Stated goal
Please print every line from the one containing "Confirm that each instance of the blurred" through the last line of the records below, exactly as written and nothing more.
····················
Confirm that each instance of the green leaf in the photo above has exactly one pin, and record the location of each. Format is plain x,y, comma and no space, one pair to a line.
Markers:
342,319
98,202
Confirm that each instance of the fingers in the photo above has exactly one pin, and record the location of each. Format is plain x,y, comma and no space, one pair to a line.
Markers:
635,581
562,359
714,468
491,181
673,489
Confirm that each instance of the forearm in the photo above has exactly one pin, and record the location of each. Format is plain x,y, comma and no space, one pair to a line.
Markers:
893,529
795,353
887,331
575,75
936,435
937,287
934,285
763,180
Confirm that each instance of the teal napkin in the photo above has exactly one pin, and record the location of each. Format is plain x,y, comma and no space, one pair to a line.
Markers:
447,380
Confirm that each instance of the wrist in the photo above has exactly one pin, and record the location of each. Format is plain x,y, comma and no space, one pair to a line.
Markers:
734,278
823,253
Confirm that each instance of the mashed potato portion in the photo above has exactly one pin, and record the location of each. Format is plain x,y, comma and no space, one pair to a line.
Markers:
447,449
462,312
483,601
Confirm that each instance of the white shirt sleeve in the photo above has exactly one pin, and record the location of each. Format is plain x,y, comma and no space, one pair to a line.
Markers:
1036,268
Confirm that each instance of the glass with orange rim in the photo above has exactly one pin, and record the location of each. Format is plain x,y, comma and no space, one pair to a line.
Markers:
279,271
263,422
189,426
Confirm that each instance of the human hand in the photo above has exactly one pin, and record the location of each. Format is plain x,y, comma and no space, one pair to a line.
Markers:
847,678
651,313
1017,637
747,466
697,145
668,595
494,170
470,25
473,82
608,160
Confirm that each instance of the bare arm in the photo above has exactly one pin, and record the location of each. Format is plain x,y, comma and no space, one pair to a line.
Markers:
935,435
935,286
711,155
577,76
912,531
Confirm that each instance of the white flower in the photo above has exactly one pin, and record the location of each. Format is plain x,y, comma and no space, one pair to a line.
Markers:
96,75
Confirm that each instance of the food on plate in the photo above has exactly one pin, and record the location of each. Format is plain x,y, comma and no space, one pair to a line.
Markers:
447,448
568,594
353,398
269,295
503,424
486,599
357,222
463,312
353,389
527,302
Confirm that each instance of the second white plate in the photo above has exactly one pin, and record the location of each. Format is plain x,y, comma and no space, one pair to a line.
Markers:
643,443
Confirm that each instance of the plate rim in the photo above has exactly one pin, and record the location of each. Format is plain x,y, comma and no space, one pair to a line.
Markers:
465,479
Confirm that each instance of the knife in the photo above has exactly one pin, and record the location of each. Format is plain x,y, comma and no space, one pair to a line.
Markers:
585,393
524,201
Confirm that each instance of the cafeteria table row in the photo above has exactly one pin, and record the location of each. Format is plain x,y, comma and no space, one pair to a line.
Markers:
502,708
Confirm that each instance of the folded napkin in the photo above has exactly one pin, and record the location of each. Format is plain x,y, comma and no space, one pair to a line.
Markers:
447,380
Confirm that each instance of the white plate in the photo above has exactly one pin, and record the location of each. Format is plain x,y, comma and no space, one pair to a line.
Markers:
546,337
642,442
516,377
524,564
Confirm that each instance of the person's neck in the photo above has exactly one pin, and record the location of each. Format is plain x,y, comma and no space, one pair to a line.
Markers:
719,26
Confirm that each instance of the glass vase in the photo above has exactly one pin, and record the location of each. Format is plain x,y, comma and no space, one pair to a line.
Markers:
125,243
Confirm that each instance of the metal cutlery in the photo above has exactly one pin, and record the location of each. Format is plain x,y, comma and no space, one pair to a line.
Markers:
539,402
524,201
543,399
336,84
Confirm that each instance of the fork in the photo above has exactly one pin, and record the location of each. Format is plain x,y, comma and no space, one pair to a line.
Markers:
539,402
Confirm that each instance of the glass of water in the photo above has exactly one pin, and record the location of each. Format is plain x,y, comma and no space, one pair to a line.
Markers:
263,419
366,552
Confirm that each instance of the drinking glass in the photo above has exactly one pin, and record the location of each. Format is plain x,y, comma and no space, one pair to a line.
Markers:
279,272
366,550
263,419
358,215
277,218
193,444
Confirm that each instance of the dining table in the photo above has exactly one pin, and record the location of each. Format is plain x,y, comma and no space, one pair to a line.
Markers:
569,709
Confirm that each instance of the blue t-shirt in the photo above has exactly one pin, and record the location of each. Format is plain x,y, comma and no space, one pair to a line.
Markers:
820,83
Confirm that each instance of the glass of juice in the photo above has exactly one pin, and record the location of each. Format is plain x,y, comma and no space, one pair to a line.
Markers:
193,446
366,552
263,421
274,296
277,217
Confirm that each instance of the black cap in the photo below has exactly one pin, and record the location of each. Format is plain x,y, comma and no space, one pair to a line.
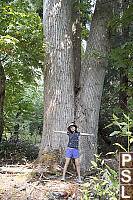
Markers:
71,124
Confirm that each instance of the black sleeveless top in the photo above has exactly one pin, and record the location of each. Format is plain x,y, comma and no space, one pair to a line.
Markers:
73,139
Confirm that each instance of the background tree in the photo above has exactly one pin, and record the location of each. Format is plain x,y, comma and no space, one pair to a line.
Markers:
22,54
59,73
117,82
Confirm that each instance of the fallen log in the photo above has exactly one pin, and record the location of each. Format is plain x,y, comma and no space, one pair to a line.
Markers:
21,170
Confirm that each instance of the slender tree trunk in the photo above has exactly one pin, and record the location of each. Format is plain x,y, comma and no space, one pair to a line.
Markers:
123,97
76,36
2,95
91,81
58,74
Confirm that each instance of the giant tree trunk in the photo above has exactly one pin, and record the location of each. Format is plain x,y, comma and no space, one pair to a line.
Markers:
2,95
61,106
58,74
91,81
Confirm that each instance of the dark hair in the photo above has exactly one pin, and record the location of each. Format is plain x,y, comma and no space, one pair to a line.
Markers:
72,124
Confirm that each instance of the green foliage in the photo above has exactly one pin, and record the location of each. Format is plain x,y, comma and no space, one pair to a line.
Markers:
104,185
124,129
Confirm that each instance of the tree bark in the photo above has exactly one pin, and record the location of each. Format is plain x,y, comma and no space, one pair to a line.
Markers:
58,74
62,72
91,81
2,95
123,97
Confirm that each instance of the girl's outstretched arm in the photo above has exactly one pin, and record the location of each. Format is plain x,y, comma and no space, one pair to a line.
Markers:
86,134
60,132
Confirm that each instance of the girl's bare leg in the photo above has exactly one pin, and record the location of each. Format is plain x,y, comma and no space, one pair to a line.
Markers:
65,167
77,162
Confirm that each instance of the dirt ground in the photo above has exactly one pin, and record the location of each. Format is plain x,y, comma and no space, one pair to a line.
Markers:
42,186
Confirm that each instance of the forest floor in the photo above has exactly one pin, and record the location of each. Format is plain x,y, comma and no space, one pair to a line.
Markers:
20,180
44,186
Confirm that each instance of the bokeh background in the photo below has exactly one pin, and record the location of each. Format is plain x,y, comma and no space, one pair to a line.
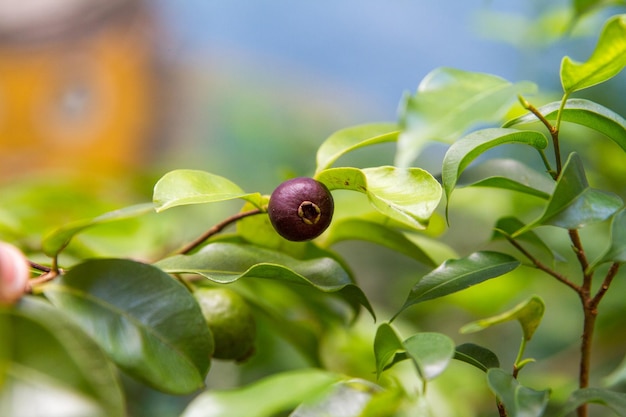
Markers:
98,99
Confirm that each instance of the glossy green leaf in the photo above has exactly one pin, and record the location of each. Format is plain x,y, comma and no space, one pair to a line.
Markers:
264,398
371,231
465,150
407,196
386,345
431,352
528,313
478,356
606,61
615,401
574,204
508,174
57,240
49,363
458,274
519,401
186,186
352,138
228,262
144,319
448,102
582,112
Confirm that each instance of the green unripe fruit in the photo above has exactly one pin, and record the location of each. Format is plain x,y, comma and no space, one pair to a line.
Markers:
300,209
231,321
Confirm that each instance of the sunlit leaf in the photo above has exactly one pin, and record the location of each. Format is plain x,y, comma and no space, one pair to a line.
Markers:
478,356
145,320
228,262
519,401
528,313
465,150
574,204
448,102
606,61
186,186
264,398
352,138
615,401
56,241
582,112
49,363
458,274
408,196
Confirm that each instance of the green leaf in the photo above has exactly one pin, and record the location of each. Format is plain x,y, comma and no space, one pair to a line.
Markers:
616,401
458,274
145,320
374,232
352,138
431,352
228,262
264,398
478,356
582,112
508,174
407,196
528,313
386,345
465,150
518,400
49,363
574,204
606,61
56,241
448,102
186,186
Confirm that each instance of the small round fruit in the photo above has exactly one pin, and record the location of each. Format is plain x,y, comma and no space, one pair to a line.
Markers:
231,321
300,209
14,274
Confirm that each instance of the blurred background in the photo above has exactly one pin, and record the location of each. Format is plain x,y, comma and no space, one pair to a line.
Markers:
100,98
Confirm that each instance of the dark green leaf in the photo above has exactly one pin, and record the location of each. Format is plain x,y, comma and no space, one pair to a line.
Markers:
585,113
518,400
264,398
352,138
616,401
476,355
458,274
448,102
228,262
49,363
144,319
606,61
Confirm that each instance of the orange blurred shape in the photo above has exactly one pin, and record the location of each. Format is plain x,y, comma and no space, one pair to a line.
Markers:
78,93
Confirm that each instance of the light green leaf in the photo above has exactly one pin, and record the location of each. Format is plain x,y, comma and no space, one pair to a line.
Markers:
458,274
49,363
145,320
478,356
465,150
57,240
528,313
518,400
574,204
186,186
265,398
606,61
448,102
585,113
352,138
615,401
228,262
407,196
····················
Solution to this problem
Confirm that each instance of the blurred background in the photo above has exactly one pin, and record the location of each. Format is plain x,y, comma and no space, one pair to a line.
Markers:
100,98
Confirm that each instance of the dark green leaf in the photo above has exactly one pin, and record the location of each. Format is plain x,y, comma and no space, one pair to a line.
Markers:
585,113
518,400
264,398
352,138
616,401
476,355
458,274
448,102
228,262
49,363
144,319
606,61
Confirm that each instance of the orange blurred shape in the photo above has exactly one pin, and record the location of each. Format is plain x,y, comma and no space, one pair to a line.
Markers:
78,93
Confirm that each instance of the light green leaf in the photo above has exactly one pin, and record the location of each. Format is plain x,y, comma and no space, one pair to a line.
Markers:
458,274
49,363
145,320
478,356
465,150
57,240
528,313
518,400
574,204
186,186
265,398
606,61
448,102
585,113
352,138
615,401
228,262
407,196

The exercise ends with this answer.